He attended Bar-Ilan University and graduated with a bachelor's degree in physics and computer science in 1983. In 1987, he received his Ph.D. from Bar-Ilan University. His thesis was Theory of Spin Glasses and its Applications to Complex Problems in Mathematics and Biology, under the supervision of Haim Sompolinsky.

He was a visiting research fellow at Princeton University from 1988 to 1989, working with Phil W. Anderson. He was also a visiting research fellow at AT&T Bell Labs, with Yann le Cun, then 1989 joined the physics department at Bar-Ilan University in 1989.

==Research==
Ido Kanter specializes in models of disorder magnetic systems, ultrafast physical random number generators, theory of neural networks, neural cryptography, deep learning and synchronization among neurons and lasers and experimental and theoretical neuroscience, documented in more than 220 publications.

==Main contributions==

Dendritic learning as an alternative to synaptic plasticity (with audio)

Using a combination of theoretical and experimental methods, Kanter has made contributions to various fields ranging from statistical physics and communication to neural cryptography and neuroscience. These include work on a field of statistical physics known as the inverse problem, bridging between Shannon theory and the second thermodynamic law, presenting a cryptographic key exchange protocol based on neural networks, and creating an ultrafast non-deterministic random bit generator (RBG).

============================================================

WHAT IS NEEDED:
Print the entire text about Ido Kanter word for word. Rely only on the text about Ido Kanter.

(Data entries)
============================================================

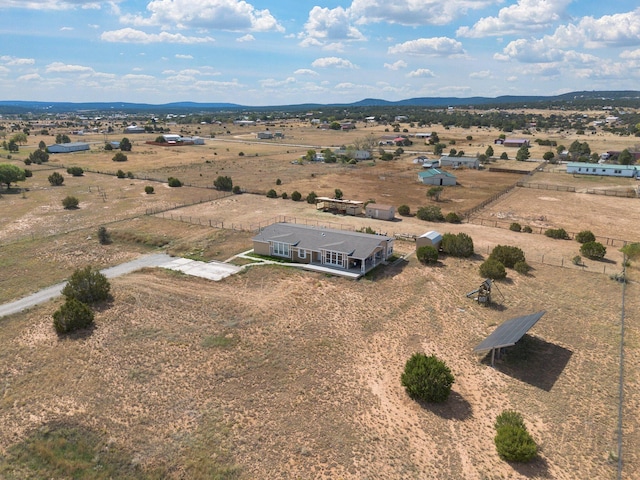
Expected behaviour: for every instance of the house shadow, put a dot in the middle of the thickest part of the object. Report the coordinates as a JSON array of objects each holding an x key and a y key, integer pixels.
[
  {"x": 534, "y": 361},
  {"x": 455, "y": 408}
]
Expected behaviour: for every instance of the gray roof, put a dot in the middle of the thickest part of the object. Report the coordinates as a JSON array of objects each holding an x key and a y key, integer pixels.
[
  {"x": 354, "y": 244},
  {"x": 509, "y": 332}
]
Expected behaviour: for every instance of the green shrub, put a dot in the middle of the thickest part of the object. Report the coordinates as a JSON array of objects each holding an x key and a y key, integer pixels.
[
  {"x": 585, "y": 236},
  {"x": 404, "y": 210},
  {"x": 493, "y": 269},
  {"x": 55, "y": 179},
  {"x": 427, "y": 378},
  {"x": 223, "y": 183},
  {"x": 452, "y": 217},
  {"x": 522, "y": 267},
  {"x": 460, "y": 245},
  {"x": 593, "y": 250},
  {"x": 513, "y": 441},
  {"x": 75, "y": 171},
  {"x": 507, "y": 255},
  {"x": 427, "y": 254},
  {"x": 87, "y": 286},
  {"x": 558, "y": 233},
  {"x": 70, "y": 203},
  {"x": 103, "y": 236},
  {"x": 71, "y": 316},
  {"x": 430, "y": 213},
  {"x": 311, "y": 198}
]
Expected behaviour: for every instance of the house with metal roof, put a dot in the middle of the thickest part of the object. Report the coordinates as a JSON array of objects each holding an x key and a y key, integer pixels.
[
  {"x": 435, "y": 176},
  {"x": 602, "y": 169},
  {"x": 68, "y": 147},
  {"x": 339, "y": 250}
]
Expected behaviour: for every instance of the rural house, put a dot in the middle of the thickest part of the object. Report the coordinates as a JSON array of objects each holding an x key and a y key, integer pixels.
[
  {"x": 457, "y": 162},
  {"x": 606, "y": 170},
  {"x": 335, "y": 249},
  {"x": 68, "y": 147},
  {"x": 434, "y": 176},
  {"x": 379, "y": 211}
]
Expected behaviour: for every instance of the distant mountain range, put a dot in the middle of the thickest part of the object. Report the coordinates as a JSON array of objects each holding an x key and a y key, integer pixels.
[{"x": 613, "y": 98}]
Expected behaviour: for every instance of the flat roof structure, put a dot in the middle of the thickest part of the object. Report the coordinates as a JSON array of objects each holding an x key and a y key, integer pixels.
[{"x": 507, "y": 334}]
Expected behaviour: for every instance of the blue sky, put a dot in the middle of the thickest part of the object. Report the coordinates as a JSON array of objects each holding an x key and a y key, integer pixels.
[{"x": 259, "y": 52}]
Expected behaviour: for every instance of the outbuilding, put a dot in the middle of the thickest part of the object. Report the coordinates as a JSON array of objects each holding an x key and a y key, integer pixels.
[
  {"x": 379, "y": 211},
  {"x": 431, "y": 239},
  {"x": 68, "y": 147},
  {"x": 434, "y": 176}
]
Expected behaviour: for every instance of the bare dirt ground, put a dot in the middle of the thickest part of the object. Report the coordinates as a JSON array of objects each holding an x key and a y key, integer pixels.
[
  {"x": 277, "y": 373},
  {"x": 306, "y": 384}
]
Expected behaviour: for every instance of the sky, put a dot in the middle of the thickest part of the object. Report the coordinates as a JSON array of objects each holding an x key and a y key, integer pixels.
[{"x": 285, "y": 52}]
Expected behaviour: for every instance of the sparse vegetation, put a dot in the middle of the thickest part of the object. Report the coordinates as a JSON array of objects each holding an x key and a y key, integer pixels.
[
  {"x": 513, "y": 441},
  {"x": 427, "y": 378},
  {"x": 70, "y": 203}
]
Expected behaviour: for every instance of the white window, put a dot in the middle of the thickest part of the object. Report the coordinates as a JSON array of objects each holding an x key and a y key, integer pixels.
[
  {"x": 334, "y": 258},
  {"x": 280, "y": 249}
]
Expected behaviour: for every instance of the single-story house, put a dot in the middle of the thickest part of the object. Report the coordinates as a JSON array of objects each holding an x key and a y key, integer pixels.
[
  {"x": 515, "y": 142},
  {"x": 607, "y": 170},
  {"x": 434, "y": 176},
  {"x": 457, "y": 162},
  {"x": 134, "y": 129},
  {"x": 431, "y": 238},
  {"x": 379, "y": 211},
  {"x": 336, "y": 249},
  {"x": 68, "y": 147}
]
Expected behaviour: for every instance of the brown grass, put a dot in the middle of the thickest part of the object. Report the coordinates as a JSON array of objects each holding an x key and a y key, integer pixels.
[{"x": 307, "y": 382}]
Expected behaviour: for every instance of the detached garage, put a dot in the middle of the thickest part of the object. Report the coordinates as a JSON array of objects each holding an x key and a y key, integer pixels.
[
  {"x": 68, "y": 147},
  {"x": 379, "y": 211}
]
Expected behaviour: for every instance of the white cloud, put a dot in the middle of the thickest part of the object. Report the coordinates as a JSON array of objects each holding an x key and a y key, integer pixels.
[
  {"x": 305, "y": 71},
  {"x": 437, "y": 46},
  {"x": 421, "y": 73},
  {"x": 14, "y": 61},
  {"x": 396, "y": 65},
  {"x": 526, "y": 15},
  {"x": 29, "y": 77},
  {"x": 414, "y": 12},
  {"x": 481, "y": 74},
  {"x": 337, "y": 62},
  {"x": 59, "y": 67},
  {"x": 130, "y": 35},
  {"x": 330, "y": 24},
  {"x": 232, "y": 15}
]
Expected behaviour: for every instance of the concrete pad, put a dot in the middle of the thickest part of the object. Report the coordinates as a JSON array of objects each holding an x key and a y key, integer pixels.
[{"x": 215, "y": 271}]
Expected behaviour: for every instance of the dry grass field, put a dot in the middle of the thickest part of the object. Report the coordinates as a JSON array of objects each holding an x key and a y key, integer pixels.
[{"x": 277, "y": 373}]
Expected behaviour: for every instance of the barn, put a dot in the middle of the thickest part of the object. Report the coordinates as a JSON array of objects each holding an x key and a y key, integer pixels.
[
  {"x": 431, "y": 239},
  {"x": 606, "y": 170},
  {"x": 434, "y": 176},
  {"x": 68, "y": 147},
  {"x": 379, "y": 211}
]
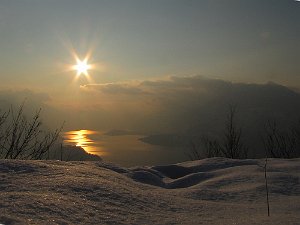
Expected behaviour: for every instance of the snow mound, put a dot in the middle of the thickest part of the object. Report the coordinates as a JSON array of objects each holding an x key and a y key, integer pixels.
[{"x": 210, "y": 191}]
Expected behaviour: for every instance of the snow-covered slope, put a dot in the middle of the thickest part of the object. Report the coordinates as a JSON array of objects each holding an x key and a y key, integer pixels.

============================================================

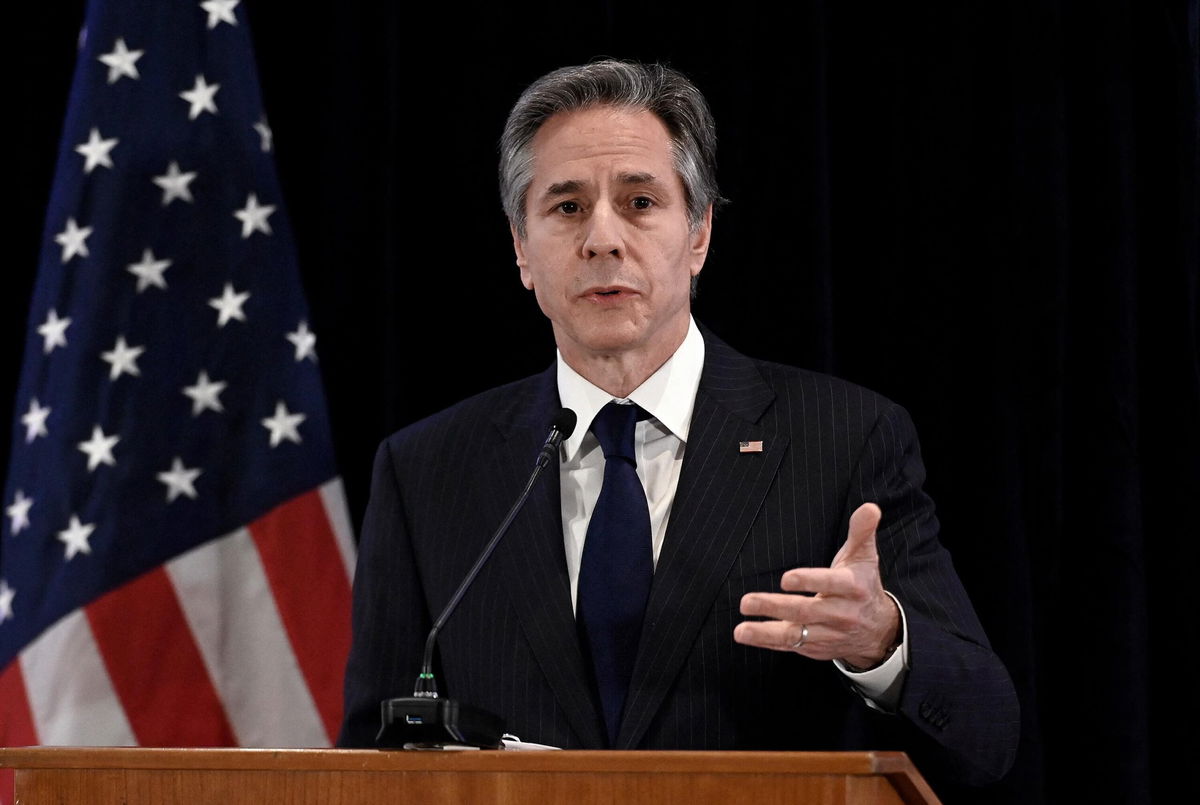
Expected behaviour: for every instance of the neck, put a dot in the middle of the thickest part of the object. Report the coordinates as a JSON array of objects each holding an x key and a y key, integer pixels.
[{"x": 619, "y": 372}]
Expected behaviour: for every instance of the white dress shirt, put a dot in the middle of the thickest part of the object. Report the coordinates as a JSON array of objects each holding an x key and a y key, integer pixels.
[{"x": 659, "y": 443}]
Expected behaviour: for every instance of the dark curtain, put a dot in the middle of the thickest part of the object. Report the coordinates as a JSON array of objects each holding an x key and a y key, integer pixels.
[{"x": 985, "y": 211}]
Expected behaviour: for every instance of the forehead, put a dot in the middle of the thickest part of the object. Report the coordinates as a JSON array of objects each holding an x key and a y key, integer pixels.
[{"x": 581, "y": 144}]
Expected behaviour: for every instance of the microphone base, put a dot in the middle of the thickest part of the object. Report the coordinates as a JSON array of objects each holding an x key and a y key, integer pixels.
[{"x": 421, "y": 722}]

============================================================

TASK RESPONSE:
He attended Bar-Ilan University and graduated with a bachelor's degree in physics and computer science in 1983. In 1987, he received his Ph.D. from Bar-Ilan University. His thesis was Theory of Spin Glasses and its Applications to Complex Problems in Mathematics and Biology, under the supervision of Haim Sompolinsky.

He was a visiting research fellow at Princeton University from 1988 to 1989, working with Phil W. Anderson. He was also a visiting research fellow at AT&T Bell Labs, with Yann le Cun, then 1989 joined the physics department at Bar-Ilan University in 1989.

==Research==
Ido Kanter specializes in models of disorder magnetic systems, ultrafast physical random number generators, theory of neural networks, neural cryptography, deep learning and synchronization among neurons and lasers and experimental and theoretical neuroscience, documented in more than 220 publications.

==Main contributions==

Dendritic learning as an alternative to synaptic plasticity (with audio)

Using a combination of theoretical and experimental methods, Kanter has made contributions to various fields ranging from statistical physics and communication to neural cryptography and neuroscience. These include work on a field of statistical physics known as the inverse problem, bridging between Shannon theory and the second thermodynamic law, presenting a cryptographic key exchange protocol based on neural networks, and creating an ultrafast non-deterministic random bit generator (RBG).